Print out the entries, word for word.

**TASK INPUT:**

++++++++++

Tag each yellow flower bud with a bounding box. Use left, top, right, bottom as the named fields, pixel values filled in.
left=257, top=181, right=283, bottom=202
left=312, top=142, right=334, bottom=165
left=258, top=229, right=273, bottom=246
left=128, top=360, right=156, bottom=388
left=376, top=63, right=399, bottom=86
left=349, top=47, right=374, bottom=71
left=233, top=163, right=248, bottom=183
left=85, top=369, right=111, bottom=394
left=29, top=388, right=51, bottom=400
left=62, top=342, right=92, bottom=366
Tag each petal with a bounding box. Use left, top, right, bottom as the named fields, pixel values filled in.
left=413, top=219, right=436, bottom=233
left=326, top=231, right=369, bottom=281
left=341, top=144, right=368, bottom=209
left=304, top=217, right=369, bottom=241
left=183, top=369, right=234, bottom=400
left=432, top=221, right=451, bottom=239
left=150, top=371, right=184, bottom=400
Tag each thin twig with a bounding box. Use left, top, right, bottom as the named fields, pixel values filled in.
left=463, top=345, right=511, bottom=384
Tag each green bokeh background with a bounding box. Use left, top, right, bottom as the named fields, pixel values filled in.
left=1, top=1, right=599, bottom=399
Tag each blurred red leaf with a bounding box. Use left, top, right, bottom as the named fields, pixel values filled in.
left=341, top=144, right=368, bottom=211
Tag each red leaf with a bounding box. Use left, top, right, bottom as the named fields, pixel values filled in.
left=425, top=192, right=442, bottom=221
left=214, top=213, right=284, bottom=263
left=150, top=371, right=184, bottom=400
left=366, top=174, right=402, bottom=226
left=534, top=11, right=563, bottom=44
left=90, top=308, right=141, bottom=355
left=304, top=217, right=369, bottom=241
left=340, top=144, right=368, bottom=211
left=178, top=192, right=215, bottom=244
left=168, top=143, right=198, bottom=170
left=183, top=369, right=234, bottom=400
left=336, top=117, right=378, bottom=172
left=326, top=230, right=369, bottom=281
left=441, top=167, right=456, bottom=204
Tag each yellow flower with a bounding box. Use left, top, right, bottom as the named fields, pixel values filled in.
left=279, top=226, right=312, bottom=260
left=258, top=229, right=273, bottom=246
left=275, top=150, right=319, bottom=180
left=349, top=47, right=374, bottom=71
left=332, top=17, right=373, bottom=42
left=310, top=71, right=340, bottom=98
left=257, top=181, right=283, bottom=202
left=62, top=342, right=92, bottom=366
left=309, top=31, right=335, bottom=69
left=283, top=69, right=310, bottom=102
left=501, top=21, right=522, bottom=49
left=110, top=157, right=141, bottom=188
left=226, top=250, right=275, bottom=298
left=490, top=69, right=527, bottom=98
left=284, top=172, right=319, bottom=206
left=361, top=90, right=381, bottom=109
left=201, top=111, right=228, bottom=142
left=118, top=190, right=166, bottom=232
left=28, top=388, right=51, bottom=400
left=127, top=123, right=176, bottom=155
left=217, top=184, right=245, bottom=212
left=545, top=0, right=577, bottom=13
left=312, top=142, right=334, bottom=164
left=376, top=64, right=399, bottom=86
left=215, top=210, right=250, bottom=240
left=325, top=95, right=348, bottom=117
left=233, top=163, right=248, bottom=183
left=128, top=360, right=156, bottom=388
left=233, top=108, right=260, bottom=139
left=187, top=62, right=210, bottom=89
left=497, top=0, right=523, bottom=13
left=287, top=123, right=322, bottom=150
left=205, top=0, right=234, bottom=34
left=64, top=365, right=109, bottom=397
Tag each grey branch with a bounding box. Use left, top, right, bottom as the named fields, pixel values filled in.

++++++++++

**REPLY:**
Tag each yellow flower bud with a bounding box. Use left, top, right, bottom as the named fields, pixel values filled in.
left=257, top=181, right=283, bottom=202
left=312, top=142, right=334, bottom=165
left=258, top=229, right=273, bottom=246
left=128, top=360, right=156, bottom=388
left=376, top=63, right=399, bottom=86
left=349, top=47, right=374, bottom=71
left=233, top=163, right=248, bottom=183
left=85, top=369, right=111, bottom=394
left=29, top=388, right=51, bottom=400
left=62, top=342, right=92, bottom=366
Tag each petal with a bounding box. Use left, top, right, bottom as the named fields, pixel values filled in.
left=413, top=219, right=436, bottom=233
left=326, top=231, right=369, bottom=281
left=341, top=144, right=368, bottom=209
left=304, top=217, right=369, bottom=241
left=183, top=369, right=234, bottom=400
left=432, top=221, right=451, bottom=239
left=150, top=371, right=184, bottom=400
Tag each thin twig with a bounding box. Use left, top, right, bottom as the named fields, pixel values filled in.
left=463, top=345, right=511, bottom=384
Tag each green bokeh background with a bounding box. Use left, top, right, bottom as the named fields, pixel values filled in.
left=1, top=1, right=599, bottom=399
Tag each blurred red leaf with a bounding box. Use left, top, right, bottom as the named fields, pixel values filled in.
left=341, top=144, right=368, bottom=211
Tag each red leaf with a bounding box. Use left, top, right, bottom as the named fields, pixel values filled in.
left=425, top=192, right=442, bottom=221
left=214, top=213, right=284, bottom=263
left=150, top=371, right=184, bottom=400
left=366, top=174, right=402, bottom=226
left=534, top=11, right=563, bottom=44
left=90, top=308, right=141, bottom=355
left=304, top=217, right=369, bottom=241
left=340, top=144, right=368, bottom=211
left=178, top=192, right=215, bottom=244
left=168, top=143, right=198, bottom=170
left=183, top=369, right=234, bottom=400
left=336, top=117, right=378, bottom=172
left=326, top=230, right=369, bottom=281
left=441, top=167, right=456, bottom=204
Tag each yellow flower with a bounding box. Use left, top, right, bottom as the named fields, pixel values filled in.
left=279, top=226, right=312, bottom=260
left=258, top=229, right=273, bottom=246
left=275, top=150, right=319, bottom=180
left=349, top=47, right=374, bottom=71
left=332, top=17, right=373, bottom=42
left=310, top=71, right=340, bottom=98
left=257, top=181, right=283, bottom=202
left=62, top=342, right=92, bottom=366
left=309, top=31, right=335, bottom=69
left=283, top=69, right=310, bottom=102
left=501, top=21, right=522, bottom=49
left=110, top=157, right=141, bottom=188
left=226, top=250, right=275, bottom=298
left=490, top=69, right=527, bottom=98
left=284, top=172, right=319, bottom=206
left=361, top=90, right=381, bottom=109
left=201, top=111, right=228, bottom=142
left=118, top=190, right=166, bottom=232
left=28, top=388, right=51, bottom=400
left=127, top=123, right=176, bottom=155
left=217, top=184, right=245, bottom=212
left=545, top=0, right=577, bottom=13
left=312, top=142, right=334, bottom=164
left=376, top=64, right=399, bottom=86
left=215, top=210, right=250, bottom=240
left=325, top=95, right=348, bottom=117
left=233, top=163, right=248, bottom=183
left=128, top=360, right=156, bottom=388
left=233, top=108, right=260, bottom=139
left=187, top=62, right=210, bottom=89
left=497, top=0, right=523, bottom=13
left=287, top=123, right=322, bottom=150
left=205, top=0, right=234, bottom=34
left=64, top=365, right=109, bottom=397
Tag each grey branch with a bounding box. Use left, top, right, bottom as the named fields, pixel values filled in.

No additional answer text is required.